• **EXERCISE INSTRUCTIONS**:
In the piece about the pianist Glenn, in which town was he born, and on what date?

— Begin SELECTED EXCERPT —

Glenn performing "Symbiosis" at the North Sea Jazz Festival 2005
At
the age of 35 his career as a musician, arranger and composer had
started to lift off within the Dutch scene and his talents were being
increasingly recognised abroad. Through his many cooperations with
established and upcoming pop artists who feverishly sought after his
fresh arrangement and compositional talents, Glenn may well have
single- or even double-handedly changed the face of popular music in
the Netherlands, and with his own Corneille/Roelofs Trio have left a
jazz legacy large enough to influence the genre on an international
scale.
Born in Venlo on the 13th July 1970, he was put
at a crossroads early in his life. Glenn loved football. So did his
brother. “Well if he’s going to play football then I’m going to play
the piano!”, and so it was that Dogan became a professional soccer
player and Glenn’s gift for music found its own player.
I
first heard of Glenn while living in Maastricht in 1995, where my best
friend had seen him play with a band called Whapzz. A newly opened cafι
called Marks & Kampstra was scheduling live jazz every Monday
night. Glenn’s name appeared on the bill so we decided to check it out;
there was hardly another Monday evening in the following 3 years that
we couldn’t be found listening to the Corneille / Roelofs Trio. En
route to the second night we decided to dedicate a website to this
great new talent whom we had ‘discovered’. After the gig we introduced
ourselves and put the idea to him. “Ah, yes, and you could call it
…Whapzzsite!” In recognition of our mutual taste for silly humour, we
became immediate friends.

— End SELECTED EXCERPT —
— Begin DATA SEGMENT —

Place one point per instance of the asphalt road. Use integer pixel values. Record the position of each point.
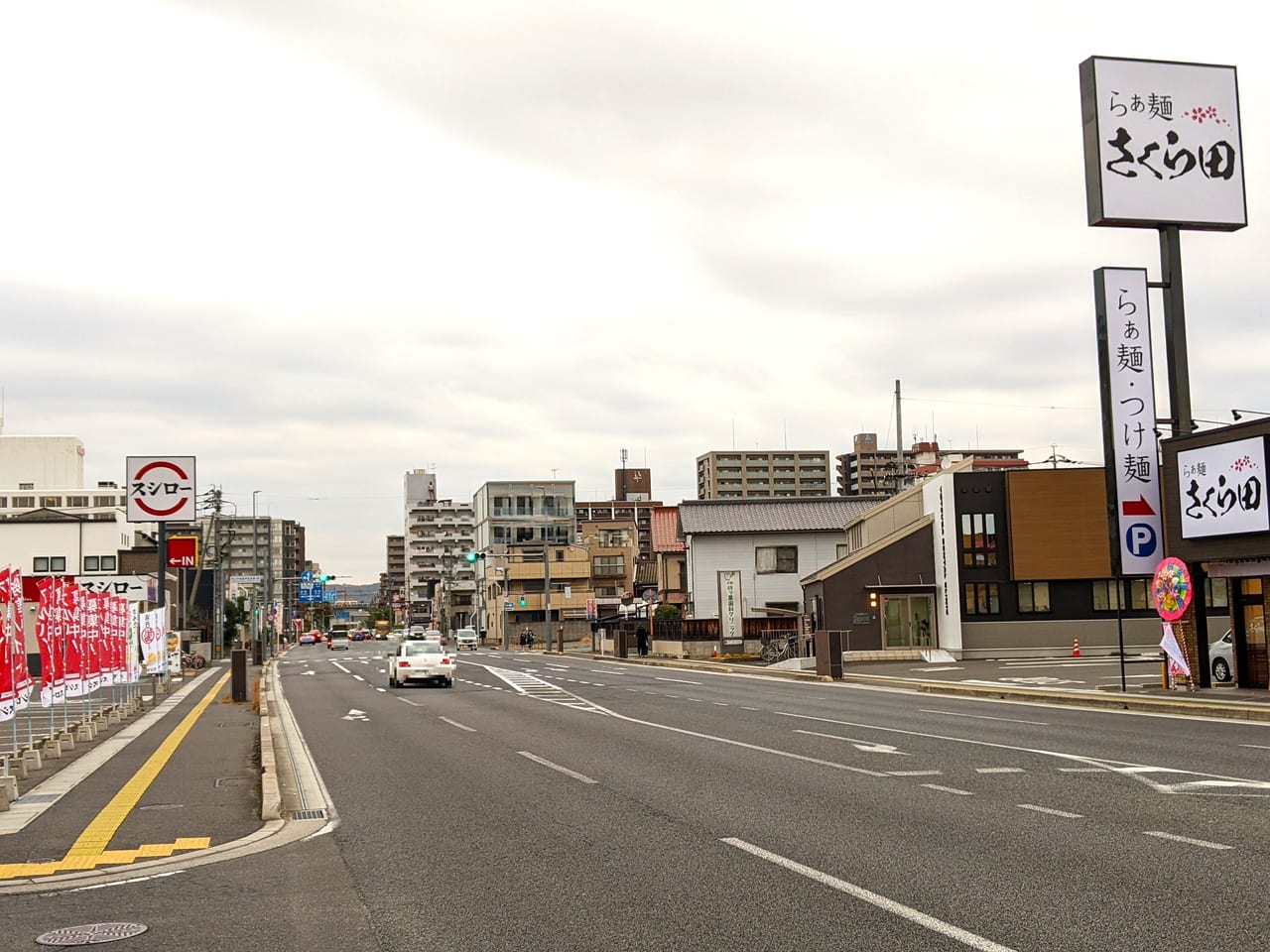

— End DATA SEGMENT —

• **FULL SOLUTION**:
Venlo, on 13 July 1970.